▶ Problems to solve:
1 - Decide whether each statement below agrees with the passage on rural COVID-19 spread and broadband. Answer yes or no for each, and quote the words of the passage that decide it. (a) More than half of the nation's rural counties are in the red zone. (b) A county enters the red zone at 50 new infections per 100,000 in population. (c) The red-zone list grew by 160 counties.
2 - Resume the passage on rural COVID-19 spread and broadband, picking up after its last sentence.

======== Source text ========

As fall settles in, the COVID-19 spread in rural America is at a record-breaking pace, according to a recent analysis conducted by the Daily Yonder. With 160 counties added to the red-zone list, the total number of rural Americans who have tested positive for the coronavirus has increased to more than 1 million.
Nearly 70% of the nation’s 1,976 rural (nonmetropolitan) counties are now in the red zone, a term used by the White House Coronavirus Task Force to designate localities where the spread of the virus is out of control. Red-zone counties have a rate of at least 100 new infections per 100,000 in population. Twenty-three states have more than half of their rural counties in the red zone.
The rising impact of the pandemic on rural communities exposes an urgent need for broadband connectivity. Broadband connections support telehealth solutions that can help patients – especially those who are elderly or managing acute or long-term health challenges. By staying healthy and receiving needed treatments, these individuals can avoid in-person visits to strained health care facilities. However, the lack of broadband connectivity limits these telehealth options available in rural areas with rising cases.

======== Recorded information ========

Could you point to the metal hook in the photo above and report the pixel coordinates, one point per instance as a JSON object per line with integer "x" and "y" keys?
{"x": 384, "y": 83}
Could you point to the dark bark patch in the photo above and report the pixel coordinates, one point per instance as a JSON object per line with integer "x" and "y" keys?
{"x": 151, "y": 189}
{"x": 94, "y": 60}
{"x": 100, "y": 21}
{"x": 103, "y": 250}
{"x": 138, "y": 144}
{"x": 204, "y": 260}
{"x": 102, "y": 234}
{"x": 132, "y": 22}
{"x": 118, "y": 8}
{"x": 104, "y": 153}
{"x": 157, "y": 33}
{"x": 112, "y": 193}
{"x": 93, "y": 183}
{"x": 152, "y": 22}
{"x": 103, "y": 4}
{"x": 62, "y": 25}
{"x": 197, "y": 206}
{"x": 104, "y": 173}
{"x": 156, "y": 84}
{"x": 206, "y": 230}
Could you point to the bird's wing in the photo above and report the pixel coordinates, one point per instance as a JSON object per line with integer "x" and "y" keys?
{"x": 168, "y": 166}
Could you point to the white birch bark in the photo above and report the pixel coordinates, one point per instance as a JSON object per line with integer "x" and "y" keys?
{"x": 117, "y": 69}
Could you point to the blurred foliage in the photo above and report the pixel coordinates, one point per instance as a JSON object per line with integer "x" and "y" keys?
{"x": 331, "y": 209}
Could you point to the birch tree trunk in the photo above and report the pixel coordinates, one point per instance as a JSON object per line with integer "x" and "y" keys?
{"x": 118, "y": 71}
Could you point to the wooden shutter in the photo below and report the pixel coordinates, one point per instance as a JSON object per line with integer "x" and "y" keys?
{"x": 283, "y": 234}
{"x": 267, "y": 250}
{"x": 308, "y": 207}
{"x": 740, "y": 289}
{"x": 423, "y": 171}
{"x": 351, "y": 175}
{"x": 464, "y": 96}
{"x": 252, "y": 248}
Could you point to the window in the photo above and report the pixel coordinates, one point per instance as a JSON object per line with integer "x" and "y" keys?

========

▶ Your written answers:
1 -
(a) Yes: "Nearly 70% of the nation’s 1,976 rural (nonmetropolitan) counties are now in the red zone"
(b) No: "Red-zone counties have a rate of at least 100 new infections per 100,000 in population."
(c) Yes: "With 160 counties added to the red-zone list"

2 -
Rural America recently had 82,188 new infections in one week, a 16% increase and the fourth consecutive week of record-breaking levels of new cases. With those cases, the total number of rural residents who have tested positive for the coronavirus broke 1 million (1,068,949), according to data compiled by the nonprofit USA Facts. The rate of new infections in rural counties now exceeds the urban rate by 63%, according to the Daily Yonder analysis, which covers Oct. 11 through Oct. 17.